STATED EXERCISE: Please print the records below word for word, changing nothing.

[Dataset excerpts on pointing at objects]

* start *

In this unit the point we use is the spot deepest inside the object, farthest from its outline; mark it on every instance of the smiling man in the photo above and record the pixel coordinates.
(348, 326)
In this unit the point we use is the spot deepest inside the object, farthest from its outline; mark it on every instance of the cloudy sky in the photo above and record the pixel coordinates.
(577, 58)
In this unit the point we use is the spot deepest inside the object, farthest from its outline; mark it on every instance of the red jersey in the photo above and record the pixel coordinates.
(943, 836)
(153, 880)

* end *

ANSWER:
In this unit the point we use is the spot deepest inside the object, farthest from its outline; mark it on every instance of the smiling man in the photo above and record the pixel coordinates.
(348, 326)
In this unit the point we use is the spot deepest inside the object, farthest from its outline; mark it on every instance of the cloudy sky in the photo above and record the pixel coordinates.
(577, 58)
In this unit the point we use is the spot deepest inside the object, farthest from its outline; mark it on every instance of the red jersey in the photo above and record the pixel coordinates.
(943, 836)
(153, 880)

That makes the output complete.